_SET OF TASKS_
(A) List every distinct username that posts in the forum thread about HMPK bettas, with each name given once.
(B) Go on with the forum thread about HMPK bettas, starting after its final post.

_DOCUMENT SECTION_
• • • • • • •

# Newbie with some simple HMPKs



## Wariactiv (Sep 8, 2012)

Hi Guys,

Im a reptilian by heart but for the past week, I have been plague by Bettas in my dreams so I succumbed to the temptation. Having some acquaintances who are breeders, it was quite easy for me to acquire some fishies. Here are a few of em. Really a fan of Plakats!

MG


















AOC


















MG Monster


















I dont know what this is...











Regards,
Wari


----------



## registereduser (Jul 30, 2010)

Whoa! Gorgeous!

What do AOC and MG mean?


----------



## Bettanewbie60 (Jun 26, 2012)

Welcome to the forum..and wow, great fish!


----------



## bananasammy8 (Jun 28, 2012)

Welcome to the forum! Your fish look amazing!


----------



## CandiceMM (Jul 15, 2012)

Welcome to the forum!! I LOVE HMPk's!! They are my favorite and yours are so beautiful, the photography is amazing!!


----------



## Wariactiv (Sep 8, 2012)

registereduser said:


> Whoa! Gorgeous!
> 
> What do AOC and MG mean?


The terms came from my friends. They said AOC- Any other color, ang MG- stands for Mustard Gas.  Just following them.


----------



## Gryphon (Aug 24, 2012)

Very nice looking fish! What a way to get into owning bettas... ;-)


----------



## registereduser (Jul 30, 2010)

oh of course! Mustard gas. The first one definitely is and I think the last one is too. But the "monster" doesn't look like MG to me. I could easily be wrong I'm still a newb ;-) In any case they are exceptional!

• • • • • • •

_DATA BLOCK_

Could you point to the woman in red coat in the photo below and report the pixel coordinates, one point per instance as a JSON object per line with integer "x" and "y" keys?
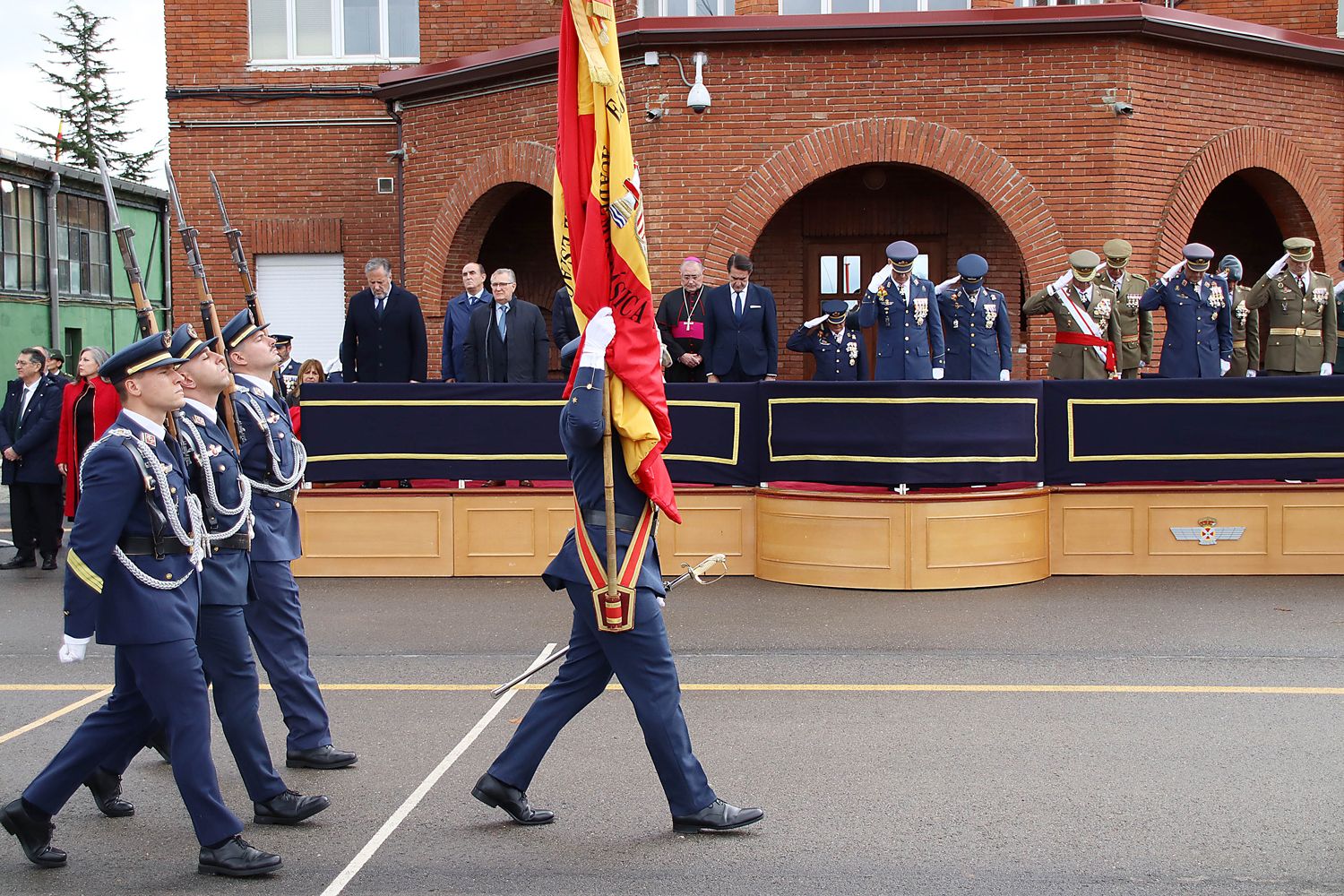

• • • • • • •

_THE RESPONSES_
(A) Wariactiv, registereduser, Bettanewbie60, bananasammy8, CandiceMM, Gryphon

(B)
----------



## bbulino (Jan 18, 2012)

I would kill for a HMPK but no stores around where i live sell them and i dont feel comfortable ordering them online. Nice fish though!


----------



## OrangeAugust (Jul 23, 2012)

They're so pretty, especially the first blue one. I like PK's too, but I don't have any.


----------



## VictorP (Jun 5, 2012)

My whole collection revolves around hmpks! You have amazing bettas!


----------



## harleraven (Sep 4, 2012)

OOOH! They are gorgeous! Plakats are my favourites, too! I am so jealous! I am the same way. I am not very comfortable ordering online, and I doubt I can get any PKs around here.


----------



## katydidmischief (Aug 19, 2012)

Those pictures are amazing! And they're all gorgeous, though I'm partial to your first little guy--lovely coloring.


----------



## buddhauser (Aug 6, 2012)

GAH! Your fish are amazing! HMPK are also my favorite. Idk what it is about them that I am drawn too lol but yea your fish rock!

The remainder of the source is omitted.